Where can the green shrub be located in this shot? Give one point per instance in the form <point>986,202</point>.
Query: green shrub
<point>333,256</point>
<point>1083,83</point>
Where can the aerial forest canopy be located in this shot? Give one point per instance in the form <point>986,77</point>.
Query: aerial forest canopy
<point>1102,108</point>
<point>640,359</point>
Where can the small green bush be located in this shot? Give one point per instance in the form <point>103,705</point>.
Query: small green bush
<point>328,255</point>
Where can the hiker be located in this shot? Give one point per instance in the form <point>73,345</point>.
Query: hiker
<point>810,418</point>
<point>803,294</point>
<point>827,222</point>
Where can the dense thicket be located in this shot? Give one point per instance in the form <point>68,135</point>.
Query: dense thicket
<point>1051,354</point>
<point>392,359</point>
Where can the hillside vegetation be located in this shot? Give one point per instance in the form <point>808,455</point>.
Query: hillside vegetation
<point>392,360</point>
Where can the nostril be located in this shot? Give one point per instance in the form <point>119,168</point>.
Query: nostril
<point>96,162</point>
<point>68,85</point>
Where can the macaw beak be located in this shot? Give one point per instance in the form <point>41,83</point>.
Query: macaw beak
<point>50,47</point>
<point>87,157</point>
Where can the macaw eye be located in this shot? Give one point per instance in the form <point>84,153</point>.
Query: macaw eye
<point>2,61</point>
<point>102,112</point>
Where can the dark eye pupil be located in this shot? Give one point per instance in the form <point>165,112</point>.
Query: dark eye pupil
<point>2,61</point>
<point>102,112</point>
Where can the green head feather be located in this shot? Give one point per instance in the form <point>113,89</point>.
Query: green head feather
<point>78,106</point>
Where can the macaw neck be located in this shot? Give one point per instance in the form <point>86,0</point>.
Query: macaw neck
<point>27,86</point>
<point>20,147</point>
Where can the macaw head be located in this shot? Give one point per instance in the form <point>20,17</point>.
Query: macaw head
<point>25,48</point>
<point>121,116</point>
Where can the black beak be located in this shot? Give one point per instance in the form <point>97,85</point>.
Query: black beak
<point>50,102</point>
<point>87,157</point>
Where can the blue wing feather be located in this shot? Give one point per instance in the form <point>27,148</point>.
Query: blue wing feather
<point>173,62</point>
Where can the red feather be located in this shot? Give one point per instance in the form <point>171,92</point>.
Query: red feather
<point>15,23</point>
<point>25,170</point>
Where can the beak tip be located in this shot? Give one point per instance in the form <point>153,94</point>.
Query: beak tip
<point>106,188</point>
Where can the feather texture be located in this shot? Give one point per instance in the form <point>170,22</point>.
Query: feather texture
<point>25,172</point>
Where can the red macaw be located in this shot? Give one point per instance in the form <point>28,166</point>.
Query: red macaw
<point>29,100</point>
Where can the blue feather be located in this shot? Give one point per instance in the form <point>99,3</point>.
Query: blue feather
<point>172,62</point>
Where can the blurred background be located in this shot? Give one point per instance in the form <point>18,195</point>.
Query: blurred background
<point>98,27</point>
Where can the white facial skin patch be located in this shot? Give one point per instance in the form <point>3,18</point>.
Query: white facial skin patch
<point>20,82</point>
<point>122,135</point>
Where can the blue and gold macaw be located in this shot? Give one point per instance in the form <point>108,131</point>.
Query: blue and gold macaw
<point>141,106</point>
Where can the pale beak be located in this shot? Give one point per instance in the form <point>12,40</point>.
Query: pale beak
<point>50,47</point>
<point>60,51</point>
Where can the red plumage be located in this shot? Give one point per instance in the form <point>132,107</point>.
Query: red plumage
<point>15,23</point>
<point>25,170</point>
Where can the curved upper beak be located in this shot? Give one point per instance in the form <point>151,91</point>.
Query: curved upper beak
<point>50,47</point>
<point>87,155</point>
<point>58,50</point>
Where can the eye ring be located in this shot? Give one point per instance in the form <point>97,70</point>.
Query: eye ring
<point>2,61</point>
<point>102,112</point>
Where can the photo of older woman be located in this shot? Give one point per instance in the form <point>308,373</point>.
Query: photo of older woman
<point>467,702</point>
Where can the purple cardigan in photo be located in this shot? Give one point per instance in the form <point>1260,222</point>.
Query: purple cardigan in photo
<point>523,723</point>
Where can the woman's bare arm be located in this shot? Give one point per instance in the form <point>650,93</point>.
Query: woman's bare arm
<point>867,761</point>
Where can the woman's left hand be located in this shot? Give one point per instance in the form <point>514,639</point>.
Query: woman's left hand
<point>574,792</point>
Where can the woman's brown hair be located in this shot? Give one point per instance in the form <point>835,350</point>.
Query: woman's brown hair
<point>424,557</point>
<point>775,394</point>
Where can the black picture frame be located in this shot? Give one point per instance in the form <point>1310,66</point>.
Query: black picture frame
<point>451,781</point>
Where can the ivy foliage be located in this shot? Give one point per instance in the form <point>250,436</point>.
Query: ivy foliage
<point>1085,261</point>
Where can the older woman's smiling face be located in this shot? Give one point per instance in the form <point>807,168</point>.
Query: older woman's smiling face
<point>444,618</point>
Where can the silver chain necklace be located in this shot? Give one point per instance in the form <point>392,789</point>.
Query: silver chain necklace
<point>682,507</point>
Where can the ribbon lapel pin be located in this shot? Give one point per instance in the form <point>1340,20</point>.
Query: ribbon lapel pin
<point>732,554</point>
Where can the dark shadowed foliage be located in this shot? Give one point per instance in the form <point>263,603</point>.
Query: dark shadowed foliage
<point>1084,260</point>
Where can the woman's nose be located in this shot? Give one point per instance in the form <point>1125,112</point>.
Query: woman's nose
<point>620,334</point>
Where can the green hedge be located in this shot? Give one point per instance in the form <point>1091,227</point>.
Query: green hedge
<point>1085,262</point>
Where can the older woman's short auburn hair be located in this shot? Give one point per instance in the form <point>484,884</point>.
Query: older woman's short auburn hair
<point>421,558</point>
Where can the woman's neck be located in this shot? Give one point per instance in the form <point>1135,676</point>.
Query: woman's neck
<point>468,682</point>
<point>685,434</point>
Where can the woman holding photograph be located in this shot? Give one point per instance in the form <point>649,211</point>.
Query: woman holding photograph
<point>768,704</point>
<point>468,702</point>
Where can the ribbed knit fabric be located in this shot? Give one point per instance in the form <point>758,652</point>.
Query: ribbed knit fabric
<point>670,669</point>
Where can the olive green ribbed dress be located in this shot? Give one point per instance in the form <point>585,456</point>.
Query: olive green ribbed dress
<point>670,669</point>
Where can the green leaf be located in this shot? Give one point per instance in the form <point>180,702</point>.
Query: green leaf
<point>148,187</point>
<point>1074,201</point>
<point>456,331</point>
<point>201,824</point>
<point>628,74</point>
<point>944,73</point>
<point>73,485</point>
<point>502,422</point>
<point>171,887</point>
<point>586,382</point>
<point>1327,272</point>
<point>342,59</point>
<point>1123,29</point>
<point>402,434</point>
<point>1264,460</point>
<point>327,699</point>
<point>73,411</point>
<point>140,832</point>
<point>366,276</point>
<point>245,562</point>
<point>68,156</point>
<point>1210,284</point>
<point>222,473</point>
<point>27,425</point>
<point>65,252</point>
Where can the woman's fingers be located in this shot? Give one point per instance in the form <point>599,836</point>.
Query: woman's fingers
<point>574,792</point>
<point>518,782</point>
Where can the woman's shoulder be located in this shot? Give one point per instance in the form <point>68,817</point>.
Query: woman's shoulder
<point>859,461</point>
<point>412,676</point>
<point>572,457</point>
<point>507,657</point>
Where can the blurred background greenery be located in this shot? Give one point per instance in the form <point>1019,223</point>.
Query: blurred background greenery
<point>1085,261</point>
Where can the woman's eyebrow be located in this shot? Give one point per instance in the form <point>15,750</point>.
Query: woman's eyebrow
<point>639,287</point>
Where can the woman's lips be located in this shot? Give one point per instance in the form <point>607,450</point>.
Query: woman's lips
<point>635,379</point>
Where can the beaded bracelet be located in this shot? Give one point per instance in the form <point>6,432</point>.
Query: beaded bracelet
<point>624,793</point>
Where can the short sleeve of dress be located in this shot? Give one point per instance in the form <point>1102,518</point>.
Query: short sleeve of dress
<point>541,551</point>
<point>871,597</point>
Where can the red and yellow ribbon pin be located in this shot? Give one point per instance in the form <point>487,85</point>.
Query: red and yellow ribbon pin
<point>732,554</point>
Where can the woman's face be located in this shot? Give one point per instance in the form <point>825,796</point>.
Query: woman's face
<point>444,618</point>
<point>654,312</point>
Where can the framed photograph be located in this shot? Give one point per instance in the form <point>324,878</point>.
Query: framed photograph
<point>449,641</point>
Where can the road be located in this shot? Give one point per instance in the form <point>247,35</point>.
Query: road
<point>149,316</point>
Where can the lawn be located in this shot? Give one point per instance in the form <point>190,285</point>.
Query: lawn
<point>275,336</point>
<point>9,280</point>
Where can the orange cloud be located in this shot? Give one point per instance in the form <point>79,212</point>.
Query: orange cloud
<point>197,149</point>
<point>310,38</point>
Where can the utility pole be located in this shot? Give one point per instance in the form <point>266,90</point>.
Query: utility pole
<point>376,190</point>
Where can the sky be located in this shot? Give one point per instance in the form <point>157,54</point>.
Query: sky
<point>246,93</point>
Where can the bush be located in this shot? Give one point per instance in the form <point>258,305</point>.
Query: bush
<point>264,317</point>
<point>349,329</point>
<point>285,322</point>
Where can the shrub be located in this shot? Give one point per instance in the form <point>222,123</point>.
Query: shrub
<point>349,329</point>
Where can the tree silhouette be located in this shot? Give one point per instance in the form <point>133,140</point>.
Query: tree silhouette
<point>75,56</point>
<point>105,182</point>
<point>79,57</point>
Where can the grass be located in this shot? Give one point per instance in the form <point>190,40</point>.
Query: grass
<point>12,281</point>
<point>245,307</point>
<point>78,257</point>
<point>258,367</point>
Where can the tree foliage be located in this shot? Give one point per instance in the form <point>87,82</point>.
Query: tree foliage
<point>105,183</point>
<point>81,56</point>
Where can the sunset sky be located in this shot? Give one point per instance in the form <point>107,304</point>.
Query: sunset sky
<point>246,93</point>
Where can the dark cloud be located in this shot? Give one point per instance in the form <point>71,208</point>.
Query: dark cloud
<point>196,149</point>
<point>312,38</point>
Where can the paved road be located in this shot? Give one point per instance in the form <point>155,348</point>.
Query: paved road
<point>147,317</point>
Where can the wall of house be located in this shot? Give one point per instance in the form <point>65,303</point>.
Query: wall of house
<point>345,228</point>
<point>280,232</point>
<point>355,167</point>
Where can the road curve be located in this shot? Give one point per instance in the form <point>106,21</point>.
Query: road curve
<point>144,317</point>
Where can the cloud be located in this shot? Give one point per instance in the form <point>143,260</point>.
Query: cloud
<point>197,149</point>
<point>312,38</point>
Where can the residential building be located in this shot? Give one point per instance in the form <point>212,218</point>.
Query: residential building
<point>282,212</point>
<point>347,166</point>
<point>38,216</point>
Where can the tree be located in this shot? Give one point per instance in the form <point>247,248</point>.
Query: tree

·····

Could you set down, exactly as written, the lines above between the one holding "Query: red plumage" and the one holding "Where can the woman's left", inclusive, and nothing more?

Query: red plumage
<point>15,23</point>
<point>25,170</point>
Where can the curved upper beak be located in this shot? Give one point per instance in the form <point>151,91</point>.
Query: curved upper beak
<point>50,47</point>
<point>87,155</point>
<point>58,50</point>
Where can the eye ring be located in this shot? Give one point per instance in the form <point>97,70</point>.
Query: eye ring
<point>2,61</point>
<point>102,112</point>
Where can the photo of older woman be located in this shot? Give one point per instance in the form <point>308,373</point>.
Query: photo of older woman
<point>467,702</point>
Where can the purple cardigan in photo be located in this shot? Give one point per instance in the form <point>1260,222</point>.
Query: purple cardigan in photo
<point>523,723</point>
Where can the woman's bare arm be located in this shot? Give one point per instance in the form <point>650,93</point>.
Query: woman's bare arm
<point>867,761</point>
Where can the woman's left hand be located in this shot? Give one point per instance in the form <point>514,639</point>.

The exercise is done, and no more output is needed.